The primary market should be fairly brisk this week as the new-issue calendar includes two California deals each larger than $1 billion, a handful of Build America Bond issues, short-term notes, variable-rate bonds, and a generous helping of long-term essential service issues.

California’s $3 billion of negotiated sales tax-backed economic recovery refunding bonds will dominate the market based on its size and availability and accounts for a substantial amount of the estimated $10.786 billion in new, long-term volume targeted for pricing by issuers this week, according to Ipreo LLC and The Bond Buyer.

Last week, a revised $4.429 billion came to market, according to Thomson Reuters.

This week, the California sale consists of two series of refunding bonds and is expected to be offered to retail investors in a two-day retail order period tomorrow and Wednesday before Thursday’s planned official pricing by senior manager Barclays Capital.

The state’s outstanding bonds recently received upgrades from all three major rating agencies in advance of the sale — to A1 by Moody’s Investors Service, A-plus by Standard & Poor’s, and A by Fitch Ratings. The preliminary structure includes $2.6 billion of fixed-rate Series 2009 A bonds and $400 million of floating-rate Series 2009B bonds.

The deal will restructure California’s outstanding deficit bonds and bring the debt service schedule in line with reduced sales-tax projections.

Unlike a typical economic refunding, which is highly sensitive to interest rates, the economic recovery bond deal is driven by the target of achieving 1.3 times coverage of the sales tax that backs the bonds, which is key to upgrades announced for the ERBs, said Tom Dresslar, spokesman for the state treasurer’s office.

The California bonanza continues with a $1.3 billion revenue bond sale from the Bay Area Toll Authority, its first-ever BAB sale, as well as a $569 million revenue financing from the California Health Facilities Finance Authority on behalf of Catholic Healthcare West.

Scheduled for pricing by Citi on Wednesday, the taxable direct-pay BAB sale is structured with a final maturity in 2049, and contains make-whole calls. The deal is expected to be rated Aa3 by Moody’s, AA by Standard & Poor’s, and AA-minus by Fitch. Proceeds will help finance the cost of seismic retrofitting as part of a $6.3 billion San Francisco-Oakland Bay Bridge rebuilding project.

The California health care offering, planned for pricing by Citi on Wednesday, consists of variable-rate health facility revenue bonds in three series, one of which will be issued through the Arizona Health Facilities Authority. The bonds are expected to carry ratings of A2 from Moody’s, A from Standard & Poor’s, and A-plus from Fitch, and are tentatively structured to mature serially from 2010 to 2025.

The Northeast also expects a flurry of activity in the week, with two BAB deals garnering spots in the largest deals list.

The New York City Municipal Water Finance Authority will sell as much as $723 million of water and sewer system second general resolution revenue bonds in a two-pronged negotiated deal being senior-managed and priced by Barclays.

* [DATASET ROWS]
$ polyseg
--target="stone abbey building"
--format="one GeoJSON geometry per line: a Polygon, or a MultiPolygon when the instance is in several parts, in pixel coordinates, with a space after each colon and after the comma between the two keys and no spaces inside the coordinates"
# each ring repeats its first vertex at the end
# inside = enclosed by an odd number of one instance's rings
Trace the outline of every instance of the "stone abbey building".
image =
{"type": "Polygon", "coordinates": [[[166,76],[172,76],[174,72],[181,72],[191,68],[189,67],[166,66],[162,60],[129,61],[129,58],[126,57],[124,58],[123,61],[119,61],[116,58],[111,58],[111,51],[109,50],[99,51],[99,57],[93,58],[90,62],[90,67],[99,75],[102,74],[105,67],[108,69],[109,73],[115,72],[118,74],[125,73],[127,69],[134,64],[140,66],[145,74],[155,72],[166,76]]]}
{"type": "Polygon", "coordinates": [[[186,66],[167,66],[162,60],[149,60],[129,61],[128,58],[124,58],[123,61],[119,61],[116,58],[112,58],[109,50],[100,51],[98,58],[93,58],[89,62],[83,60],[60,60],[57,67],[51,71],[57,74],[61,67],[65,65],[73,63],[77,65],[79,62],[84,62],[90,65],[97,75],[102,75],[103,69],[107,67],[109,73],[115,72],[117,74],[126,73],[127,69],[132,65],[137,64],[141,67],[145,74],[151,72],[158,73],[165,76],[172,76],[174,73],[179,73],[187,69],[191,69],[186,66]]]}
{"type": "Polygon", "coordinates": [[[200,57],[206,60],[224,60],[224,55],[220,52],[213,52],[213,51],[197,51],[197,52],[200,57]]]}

* [TASK BRIEF] Return the passage of the bond market preview starting at "California’s $3 billion" and ending at "manager Barclays Capital.", copied word for word.

* [EXERCISE RESULT]
California’s $3 billion of negotiated sales tax-backed economic recovery refunding bonds will dominate the market based on its size and availability and accounts for a substantial amount of the estimated $10.786 billion in new, long-term volume targeted for pricing by issuers this week, according to Ipreo LLC and The Bond Buyer.

Last week, a revised $4.429 billion came to market, according to Thomson Reuters.

This week, the California sale consists of two series of refunding bonds and is expected to be offered to retail investors in a two-day retail order period tomorrow and Wednesday before Thursday’s planned official pricing by senior manager Barclays Capital.